◆ GIVEN REQUEST 1:
Could you copy everything from "In the 76th" down to "fanzine I bought!" in the Charlton match report, word for word?

--- TEXT SHOWN ---

In the 76th minute, Charlton introduced French midfielder Alou Diarra into the action. My friend told me that in 2006 he played in the World Cup Final against Italy, coming on for Patrick Vieira (which of course will forever be remembered for Monsieur Zidane’s headbutt in his last ever professional game). This is another good example of how players have unlikely career trajectories in this crazy modern world of football! One of Diarra’s shots was very wild and almost hit the corner flag … but that didn’t matter as it was towards the end of the game, with a precious three points almost wrapped up. A few minutes later the referee blew the final whistle and all three points were in the Reds’ bag. For the Home support, today was a happy Valley … something that hasn’t happened too often this past season, judging by the fanzine I bought!

6. Getting away from the Valley after the game:

As my friend was heading back to Central London, I went in a different direction to him when leaving the ground. He headed up Floyd Road to Charlton Station, but I did a bit of prior research and walked up a pedestrian passage called Ransom Walk, under a small arch. The passage is actually quite wide, and not dangerous as hundreds of fans were walking in the same direction as me. I arrived on the nearby Woolwich Road and caught a Number 486 bus to North Greenwich Underground Station (on the Jubilee Line), next to the O2 Centre. This bus link is actually pretty handy and something people heading to/coming from certain areas north of the River Thames, like myself, before and after matches should take more notice of. There are other bus routes covering the same journey, too. I was lucky a bus arrived almost immediately, as the football traffic was quickly building up behind us. The journey to North Greenwich Station takes a little over 10 minutes and surprisingly was not too busy. It took me only 45 minutes to get home, which is pretty quick for those of you readers not accustomed to London travel after major events!

--- EXTRACTED INFORMATION ---

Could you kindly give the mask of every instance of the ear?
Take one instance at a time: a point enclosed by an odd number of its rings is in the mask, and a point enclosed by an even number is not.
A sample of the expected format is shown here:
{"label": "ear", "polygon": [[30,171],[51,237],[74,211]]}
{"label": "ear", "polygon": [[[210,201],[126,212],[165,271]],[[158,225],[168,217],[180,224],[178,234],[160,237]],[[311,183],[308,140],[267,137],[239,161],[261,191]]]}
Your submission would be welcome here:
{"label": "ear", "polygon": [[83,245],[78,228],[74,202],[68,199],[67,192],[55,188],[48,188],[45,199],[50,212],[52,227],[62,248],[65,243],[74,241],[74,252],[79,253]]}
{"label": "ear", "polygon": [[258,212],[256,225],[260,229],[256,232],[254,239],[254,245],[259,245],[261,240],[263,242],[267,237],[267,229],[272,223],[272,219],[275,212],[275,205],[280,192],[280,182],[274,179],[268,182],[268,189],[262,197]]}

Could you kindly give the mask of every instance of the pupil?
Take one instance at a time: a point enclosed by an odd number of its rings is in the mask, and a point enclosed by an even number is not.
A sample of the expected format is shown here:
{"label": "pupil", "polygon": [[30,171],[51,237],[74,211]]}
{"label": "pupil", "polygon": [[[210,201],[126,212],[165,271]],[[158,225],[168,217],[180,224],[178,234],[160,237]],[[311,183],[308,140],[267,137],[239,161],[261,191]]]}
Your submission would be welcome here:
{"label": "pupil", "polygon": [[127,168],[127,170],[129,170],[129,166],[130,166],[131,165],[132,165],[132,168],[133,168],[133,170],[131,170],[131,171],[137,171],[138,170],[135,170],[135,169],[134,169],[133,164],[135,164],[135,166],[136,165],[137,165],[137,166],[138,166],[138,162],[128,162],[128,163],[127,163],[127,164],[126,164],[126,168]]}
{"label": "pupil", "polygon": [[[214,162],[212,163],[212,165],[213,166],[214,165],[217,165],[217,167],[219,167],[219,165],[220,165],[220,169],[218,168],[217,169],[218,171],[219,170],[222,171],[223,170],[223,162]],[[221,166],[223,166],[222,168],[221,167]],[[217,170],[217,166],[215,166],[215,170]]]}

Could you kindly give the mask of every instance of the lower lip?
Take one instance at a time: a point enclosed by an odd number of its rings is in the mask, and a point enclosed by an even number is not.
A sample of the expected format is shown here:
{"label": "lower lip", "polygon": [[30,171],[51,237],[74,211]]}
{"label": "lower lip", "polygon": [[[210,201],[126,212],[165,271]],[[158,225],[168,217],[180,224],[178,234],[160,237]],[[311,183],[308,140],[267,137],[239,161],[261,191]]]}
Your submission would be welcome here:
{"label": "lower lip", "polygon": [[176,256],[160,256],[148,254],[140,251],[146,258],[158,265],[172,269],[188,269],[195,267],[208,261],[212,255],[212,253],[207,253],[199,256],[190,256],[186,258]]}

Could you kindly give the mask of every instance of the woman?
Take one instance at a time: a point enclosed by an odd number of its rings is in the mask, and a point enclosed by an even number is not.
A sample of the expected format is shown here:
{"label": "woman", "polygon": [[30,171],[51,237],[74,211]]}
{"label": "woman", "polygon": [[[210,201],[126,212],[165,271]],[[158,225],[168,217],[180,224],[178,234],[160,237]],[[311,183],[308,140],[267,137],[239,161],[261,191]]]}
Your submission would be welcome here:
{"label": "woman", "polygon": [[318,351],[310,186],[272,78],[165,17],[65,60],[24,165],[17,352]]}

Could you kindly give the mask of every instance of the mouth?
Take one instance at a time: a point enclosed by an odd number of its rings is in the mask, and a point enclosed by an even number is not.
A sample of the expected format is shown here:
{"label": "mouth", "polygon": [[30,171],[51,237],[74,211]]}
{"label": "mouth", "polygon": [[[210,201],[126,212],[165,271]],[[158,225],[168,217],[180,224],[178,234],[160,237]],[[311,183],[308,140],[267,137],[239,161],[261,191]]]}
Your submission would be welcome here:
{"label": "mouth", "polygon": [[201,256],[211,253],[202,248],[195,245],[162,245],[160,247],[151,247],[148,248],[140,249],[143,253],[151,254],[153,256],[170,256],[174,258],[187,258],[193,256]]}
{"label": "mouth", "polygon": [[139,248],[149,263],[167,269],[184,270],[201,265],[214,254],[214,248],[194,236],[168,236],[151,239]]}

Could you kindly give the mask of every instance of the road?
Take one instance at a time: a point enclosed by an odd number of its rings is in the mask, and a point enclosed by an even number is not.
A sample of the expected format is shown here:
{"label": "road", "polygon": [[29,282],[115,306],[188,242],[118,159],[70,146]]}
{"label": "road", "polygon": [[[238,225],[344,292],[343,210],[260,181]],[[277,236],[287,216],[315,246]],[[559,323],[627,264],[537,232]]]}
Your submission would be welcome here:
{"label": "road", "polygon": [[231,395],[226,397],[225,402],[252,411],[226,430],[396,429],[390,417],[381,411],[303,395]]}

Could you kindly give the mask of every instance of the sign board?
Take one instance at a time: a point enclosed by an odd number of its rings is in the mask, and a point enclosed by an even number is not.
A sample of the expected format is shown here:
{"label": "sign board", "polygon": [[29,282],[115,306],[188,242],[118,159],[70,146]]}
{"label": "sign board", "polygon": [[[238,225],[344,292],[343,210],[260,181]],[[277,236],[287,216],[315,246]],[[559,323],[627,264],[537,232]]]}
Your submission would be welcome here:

---
--- EXTRACTED INFORMATION ---

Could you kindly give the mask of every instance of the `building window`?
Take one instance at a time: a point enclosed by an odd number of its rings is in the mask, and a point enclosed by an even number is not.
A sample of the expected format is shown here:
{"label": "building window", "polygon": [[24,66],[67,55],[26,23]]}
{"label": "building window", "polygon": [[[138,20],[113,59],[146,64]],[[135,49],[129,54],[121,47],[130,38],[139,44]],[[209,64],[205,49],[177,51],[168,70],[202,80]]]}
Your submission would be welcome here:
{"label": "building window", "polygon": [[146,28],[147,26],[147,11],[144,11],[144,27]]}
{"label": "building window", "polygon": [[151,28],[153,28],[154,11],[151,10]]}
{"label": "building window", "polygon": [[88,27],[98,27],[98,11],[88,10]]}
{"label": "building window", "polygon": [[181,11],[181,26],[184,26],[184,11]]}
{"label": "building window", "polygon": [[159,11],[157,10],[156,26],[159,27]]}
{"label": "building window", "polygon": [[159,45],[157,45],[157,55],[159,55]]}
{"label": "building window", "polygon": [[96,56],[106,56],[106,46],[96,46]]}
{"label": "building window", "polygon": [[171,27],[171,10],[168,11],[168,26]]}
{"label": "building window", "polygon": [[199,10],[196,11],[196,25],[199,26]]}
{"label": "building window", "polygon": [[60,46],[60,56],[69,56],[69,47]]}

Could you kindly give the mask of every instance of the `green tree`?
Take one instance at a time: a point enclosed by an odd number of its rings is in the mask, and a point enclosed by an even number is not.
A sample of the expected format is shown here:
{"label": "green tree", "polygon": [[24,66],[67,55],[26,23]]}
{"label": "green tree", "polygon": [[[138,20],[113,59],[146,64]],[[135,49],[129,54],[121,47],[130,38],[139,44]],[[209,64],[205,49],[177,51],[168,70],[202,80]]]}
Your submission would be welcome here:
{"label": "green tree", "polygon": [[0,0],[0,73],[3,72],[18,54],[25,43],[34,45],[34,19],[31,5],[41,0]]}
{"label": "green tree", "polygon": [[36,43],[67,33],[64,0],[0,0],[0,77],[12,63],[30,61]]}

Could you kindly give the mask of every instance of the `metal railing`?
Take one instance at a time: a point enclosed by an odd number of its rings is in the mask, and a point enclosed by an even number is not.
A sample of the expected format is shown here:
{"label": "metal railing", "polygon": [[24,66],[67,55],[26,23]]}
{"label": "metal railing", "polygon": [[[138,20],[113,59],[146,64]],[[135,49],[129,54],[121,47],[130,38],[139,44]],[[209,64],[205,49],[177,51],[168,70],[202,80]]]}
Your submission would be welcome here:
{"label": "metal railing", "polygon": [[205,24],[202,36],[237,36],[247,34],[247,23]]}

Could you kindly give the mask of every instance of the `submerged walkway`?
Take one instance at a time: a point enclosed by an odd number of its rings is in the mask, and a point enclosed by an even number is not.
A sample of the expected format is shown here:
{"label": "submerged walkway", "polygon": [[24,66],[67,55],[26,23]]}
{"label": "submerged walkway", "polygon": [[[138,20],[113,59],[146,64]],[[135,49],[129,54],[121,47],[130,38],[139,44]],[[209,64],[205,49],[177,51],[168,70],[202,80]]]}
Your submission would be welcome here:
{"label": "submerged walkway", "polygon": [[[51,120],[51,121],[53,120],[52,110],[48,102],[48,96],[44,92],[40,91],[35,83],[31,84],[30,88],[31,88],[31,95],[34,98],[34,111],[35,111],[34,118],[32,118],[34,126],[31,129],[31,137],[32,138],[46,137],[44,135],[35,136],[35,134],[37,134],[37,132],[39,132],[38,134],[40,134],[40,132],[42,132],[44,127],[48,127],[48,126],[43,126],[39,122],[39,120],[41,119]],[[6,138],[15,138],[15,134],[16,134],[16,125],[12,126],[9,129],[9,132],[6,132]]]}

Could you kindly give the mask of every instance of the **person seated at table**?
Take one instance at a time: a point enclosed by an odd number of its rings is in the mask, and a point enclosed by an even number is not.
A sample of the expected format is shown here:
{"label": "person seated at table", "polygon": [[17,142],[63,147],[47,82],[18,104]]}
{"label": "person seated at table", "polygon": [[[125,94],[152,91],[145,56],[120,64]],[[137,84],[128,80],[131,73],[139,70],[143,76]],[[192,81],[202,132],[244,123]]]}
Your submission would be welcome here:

---

◆ GIVEN REQUEST 2:
On how many lines of the entries does the string "tree" appear? Reply with the count only.

◆ TASK RESPONSE 1:
In the 76th minute, Charlton introduced French midfielder Alou Diarra into the action. My friend told me that in 2006 he played in the World Cup Final against Italy, coming on for Patrick Vieira (which of course will forever be remembered for Monsieur Zidane’s headbutt in his last ever professional game). This is another good example of how players have unlikely career trajectories in this crazy modern world of football! One of Diarra’s shots was very wild and almost hit the corner flag … but that didn’t matter as it was towards the end of the game, with a precious three points almost wrapped up. A few minutes later the referee blew the final whistle and all three points were in the Reds’ bag. For the Home support, today was a happy Valley … something that hasn’t happened too often this past season, judging by the fanzine I bought!

◆ TASK RESPONSE 2:
5